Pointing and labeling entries
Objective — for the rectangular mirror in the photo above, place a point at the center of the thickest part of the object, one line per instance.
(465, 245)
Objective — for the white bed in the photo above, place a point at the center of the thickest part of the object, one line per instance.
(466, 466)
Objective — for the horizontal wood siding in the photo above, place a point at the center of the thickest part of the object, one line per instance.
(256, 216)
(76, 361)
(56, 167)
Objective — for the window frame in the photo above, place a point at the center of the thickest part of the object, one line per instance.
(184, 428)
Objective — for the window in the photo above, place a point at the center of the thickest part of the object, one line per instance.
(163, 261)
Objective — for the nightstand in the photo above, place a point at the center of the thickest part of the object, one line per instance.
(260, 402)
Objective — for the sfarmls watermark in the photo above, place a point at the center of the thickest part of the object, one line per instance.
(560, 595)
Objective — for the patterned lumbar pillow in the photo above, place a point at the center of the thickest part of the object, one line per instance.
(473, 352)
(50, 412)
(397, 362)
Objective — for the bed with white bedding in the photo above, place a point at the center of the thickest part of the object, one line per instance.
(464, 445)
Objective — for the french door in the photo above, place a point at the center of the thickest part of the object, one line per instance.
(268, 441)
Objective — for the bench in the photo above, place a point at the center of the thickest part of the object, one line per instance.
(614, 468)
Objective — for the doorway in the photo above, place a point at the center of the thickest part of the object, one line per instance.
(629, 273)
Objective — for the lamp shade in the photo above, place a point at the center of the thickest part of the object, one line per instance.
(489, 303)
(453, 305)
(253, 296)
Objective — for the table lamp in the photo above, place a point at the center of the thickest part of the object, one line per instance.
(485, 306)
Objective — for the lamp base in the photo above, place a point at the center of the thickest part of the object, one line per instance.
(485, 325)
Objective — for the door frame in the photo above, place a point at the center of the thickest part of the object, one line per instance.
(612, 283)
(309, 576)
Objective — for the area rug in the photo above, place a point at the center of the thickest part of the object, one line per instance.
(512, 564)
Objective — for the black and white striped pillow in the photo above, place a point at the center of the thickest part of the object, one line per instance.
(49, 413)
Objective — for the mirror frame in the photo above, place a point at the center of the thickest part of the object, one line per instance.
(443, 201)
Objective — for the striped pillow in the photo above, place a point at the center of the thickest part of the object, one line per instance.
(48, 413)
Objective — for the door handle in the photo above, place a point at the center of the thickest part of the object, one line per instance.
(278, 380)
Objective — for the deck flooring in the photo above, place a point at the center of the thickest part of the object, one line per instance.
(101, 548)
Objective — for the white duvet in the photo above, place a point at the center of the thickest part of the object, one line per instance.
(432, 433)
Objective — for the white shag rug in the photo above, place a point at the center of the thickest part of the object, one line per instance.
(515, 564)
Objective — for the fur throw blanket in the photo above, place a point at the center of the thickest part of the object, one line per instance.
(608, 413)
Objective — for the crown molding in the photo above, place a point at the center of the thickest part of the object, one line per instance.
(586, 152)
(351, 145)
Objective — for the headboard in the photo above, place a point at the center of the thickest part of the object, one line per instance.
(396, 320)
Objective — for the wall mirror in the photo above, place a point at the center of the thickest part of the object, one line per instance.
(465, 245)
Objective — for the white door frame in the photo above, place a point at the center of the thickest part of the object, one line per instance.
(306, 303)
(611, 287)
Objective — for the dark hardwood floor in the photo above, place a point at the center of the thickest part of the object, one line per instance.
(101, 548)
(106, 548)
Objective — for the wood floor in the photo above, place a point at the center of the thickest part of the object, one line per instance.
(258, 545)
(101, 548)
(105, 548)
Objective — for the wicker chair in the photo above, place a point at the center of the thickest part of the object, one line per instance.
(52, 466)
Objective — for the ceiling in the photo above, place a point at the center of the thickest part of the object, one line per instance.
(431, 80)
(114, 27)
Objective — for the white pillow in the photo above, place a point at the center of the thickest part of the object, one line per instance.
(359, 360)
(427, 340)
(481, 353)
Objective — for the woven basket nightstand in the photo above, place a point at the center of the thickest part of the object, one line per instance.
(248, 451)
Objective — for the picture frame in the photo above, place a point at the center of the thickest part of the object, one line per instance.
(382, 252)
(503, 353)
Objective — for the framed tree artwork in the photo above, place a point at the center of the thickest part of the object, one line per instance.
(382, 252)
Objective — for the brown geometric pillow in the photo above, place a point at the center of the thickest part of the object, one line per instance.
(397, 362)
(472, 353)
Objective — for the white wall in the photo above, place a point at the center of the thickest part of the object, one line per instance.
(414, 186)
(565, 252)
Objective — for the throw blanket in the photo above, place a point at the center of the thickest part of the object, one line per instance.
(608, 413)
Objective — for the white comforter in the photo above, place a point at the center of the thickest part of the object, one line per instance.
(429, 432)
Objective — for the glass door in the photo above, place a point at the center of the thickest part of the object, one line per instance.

**YOUR OBJECTIVE:** Print all of the entries exactly as they appear.

**RESULT OF THE TASK:**
Objective — for the rectangular mirror in the photo above, place a point at the center of the thickest part of the object, one line per instance.
(465, 245)
Objective — for the white bed in the photo above, place a point at the center of the thickest part of the object, one line per instance.
(466, 466)
Objective — for the horizontal wood siding in the photo above, place a point at the center of the thickest part of the object, one line per instance.
(256, 216)
(76, 361)
(56, 167)
Objective — for the window frame in the photo above, place a point at the center of the thickest part of the object, one line per instance.
(184, 428)
Objective — for the window in the photo above, place a point at the center of the thickest part of the object, one line per instance.
(163, 261)
Objective — for the nightstand in the photo above, place a point at the center of the thickest part of the object, one line per instance.
(260, 402)
Objective — for the sfarmls watermark in the photo above, place a point at the center of the thickest part of the object, one line per instance.
(560, 595)
Objective — for the patterned lumbar pillow in the photo above, place a point at the center of the thickest part of the object, one line per instance.
(473, 352)
(50, 412)
(397, 362)
Objective — for the bed with white bedding in the photo above, place a point at the center of the thickest part of the object, one line per instance.
(464, 445)
Objective — for the french door in the photo above, place a point at the center of the thickest part of the object, one line per instance.
(268, 441)
Objective — for the bench in the photo above, place a point at the center of the thickest part of the object, one line per instance.
(614, 468)
Objective — for the doorway in the photo above, place a point at the center of the thickest part of the object, one line per instance.
(629, 273)
Objective — for the lamp shade in the photo above, place a point at the center of the thickest part of the object, one line per instance.
(489, 303)
(453, 305)
(253, 296)
Objective — for the table lamp in the photo above, place a point at the center of the thickest part of the object, one line per instance.
(485, 306)
Objective — for the lamp base in the photo above, place a point at the center of the thickest part of the object, one line per instance.
(485, 325)
Objective — for the door frame in the photo above, place a point at the center of the thickest part of the object, one line per instance.
(612, 283)
(309, 576)
Objective — for the area rug in the photo above, place a point at the center of the thickest part of the object, one line per instance.
(512, 564)
Objective — for the black and white striped pillow in the photo above, place a point at the center of the thickest part of the object, one line per instance.
(49, 413)
Objective — for the mirror frame in the photo above, place a point at the center of the thickest part of the object, one line per instance.
(443, 201)
Objective — for the striped pillow in the photo above, place a point at the center of the thickest part of the object, one line per instance.
(48, 413)
Objective — for the door handle in the photo above, place a point at the center of the thickest part of the object, one line per instance.
(278, 380)
Objective — for the deck flooring in the photo above, place a point at the center of the thickest part of the object, one line per instance.
(101, 548)
Objective — for the white duvet in the photo above, place a point at the center of the thickest part of the object, one line per instance.
(432, 433)
Objective — for the white shag rug in the photo above, place a point at the center of the thickest part of the object, one line per instance.
(515, 564)
Objective — for the fur throw blanket in the photo above, place a point at the center of the thickest part of the object, one line per instance.
(608, 413)
Objective — for the crown molding in the photo above, place a point at the center of the thickest part of the object, one line per instance.
(586, 152)
(351, 145)
Objective — for the headboard in the photo above, place a point at the center of the thickest part of the object, one line per instance.
(396, 320)
Objective — for the wall mirror in the photo above, place a point at the center of the thickest part of the object, one line per instance.
(465, 245)
Objective — for the white door frame in the photo above, place a point at the center of the thickest part of the object, one line per instance.
(306, 303)
(611, 287)
Objective — for the dark hardwood floor in the photo above, place a point at the center of the thickest part of the object, one line per instance.
(101, 548)
(106, 548)
Objective — for the wood floor in the photo above, place a point at the center of the thickest part of the object, one line per instance.
(258, 545)
(101, 548)
(105, 548)
Objective — for the wicker chair in the photo above, place a point at the center of the thickest part of the object, one line per instance.
(52, 466)
Objective — for the ceiling in the photo above, place a point at the center of the thickest part of the object, one line per instance.
(431, 80)
(114, 27)
Objective — for the white pillow in the photo above, place a point at the center of the thickest part of the object, one line per instance.
(359, 360)
(427, 340)
(481, 353)
Objective — for the woven basket nightstand in the photo above, place a point at the center of the thickest part of the object, one line per instance.
(248, 451)
Objective — for the picture frame in the photo above, place a point at the center of the thickest part of the object, one line per instance.
(382, 252)
(503, 353)
Objective — for the framed tree artwork in the photo above, place a point at the center of the thickest part of the object, one line per instance.
(382, 252)
Objective — for the brown geometric pillow in the photo above, place a point at the center of the thickest part of the object, one line per instance.
(397, 362)
(472, 353)
Objective — for the white wall in the photo above, place a point at the center of the thickest part of the object, one line per instance.
(414, 186)
(565, 252)
Objective — for the throw blanket in the photo above, place a point at the center of the thickest part of the object, one line per instance.
(608, 413)
Objective — for the white comforter in the photo above, place a point at the center of the thickest part of the object, one line per instance.
(429, 432)
Objective — for the glass door in the photo above, place a point at the center of the thickest part of the object, one line per instance.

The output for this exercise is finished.